* _Descripción del ejercicio_
Responde estas preguntas con lo que dice el texto sobre la filosofía de Descartes:
(a) ¿En qué siglo tuvo esta filosofía la suerte de la que habla el texto?
(b) ¿Qué poder enseñaba a los sabios?
(c) ¿Cómo se llaman los dos jefes del episcopado que apoyaron en ella sus convicciones cristianas?

* _Texto dado_
****************************************
Una filosofía verdaderamente grande llama y atrae a todos los espíritus eminentes del siglo en que aparece, y como a estos espíritus, dice un filósofo de nuestros días, pertenece de hecho y de derecho la dirección de las sociedades, la filosofía que los posee, por ellos posee y gobierna el mundo. Tal fue, por cima de toda otra, en el siglo XVII, la suerte de la filosofía de Descartes: ninguna ejerció en su tiempo una acción más poderosa ni reunió a su causa nombres más ilustres en todas clases. Apenas fundada, se difundió su espíritu por la sociedad francesa, penetrando y animando a todos los que pensaban y marcando su sello en todas las obras de este siglo tan maravillosamente fecundo: comentada e interpretada de mil modos, aplicada a todas las formas que puede vestir el pensamiento, relatada hasta por las mujeres de espíritu, mientras que por un lado enseñaba a los sabios el poder del cálculo, y les daba el precepto y el ejemplo de este método a la vez riguroso y osado que sobrepuja a la observación siempre lenta y siempre estéril a fuerza de prudencia, por otro lado inspiraba con su espíritu esa inmortal literatura que reflejaba en la pureza de su lenguaje, en la sabia sencillez de sus reglas y en la nobleza desinteresada de los sentimientos, toda la elevación, toda la severidad moral y todo el rigor metafísico que hay en el fondo del espiritualismo cartesiano. En fin, para que nada faltase a su buena suerte, esta filosofía revolucionaria en su principio y casi escéptica en su punto de partida, esta filosofía al parecer hostil a la antigua autoridad, ganó a la iglesia, arrastró a sus vías a las grandes comunidades religiosas y los dos jefes del episcopado, Bossuet y Fenelon, [9] apoyaron en sus fundamentos sus convicciones cristianas, e hicieron resplandecer a su luz el fervor de su celo evangélico.
****************************************
* _Conjunto de datos_
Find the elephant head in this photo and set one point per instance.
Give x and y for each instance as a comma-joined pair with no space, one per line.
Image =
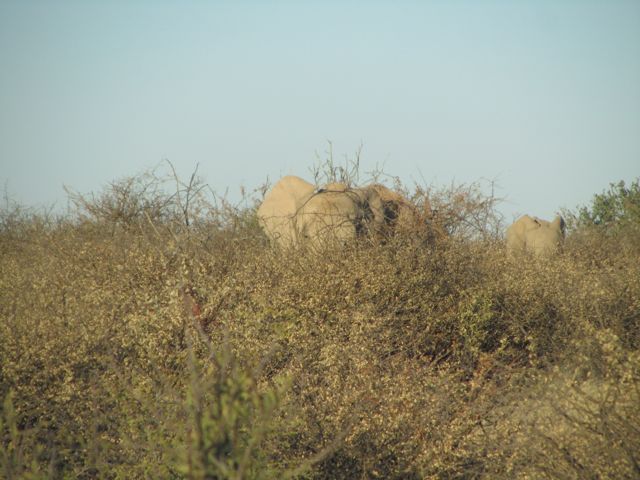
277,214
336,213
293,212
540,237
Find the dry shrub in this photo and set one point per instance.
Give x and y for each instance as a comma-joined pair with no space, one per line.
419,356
****************************************
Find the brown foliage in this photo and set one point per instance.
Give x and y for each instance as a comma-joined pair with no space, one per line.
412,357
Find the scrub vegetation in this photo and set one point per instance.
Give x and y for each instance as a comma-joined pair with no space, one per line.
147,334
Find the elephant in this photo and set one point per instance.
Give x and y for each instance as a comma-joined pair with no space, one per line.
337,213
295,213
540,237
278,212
****************************************
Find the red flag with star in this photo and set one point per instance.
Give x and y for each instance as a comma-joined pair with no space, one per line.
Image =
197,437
****************************************
* _Respuesta escrita_
(a) En el siglo XVII.
(b) El poder del cálculo.
(c) Bossuet y Fenelon.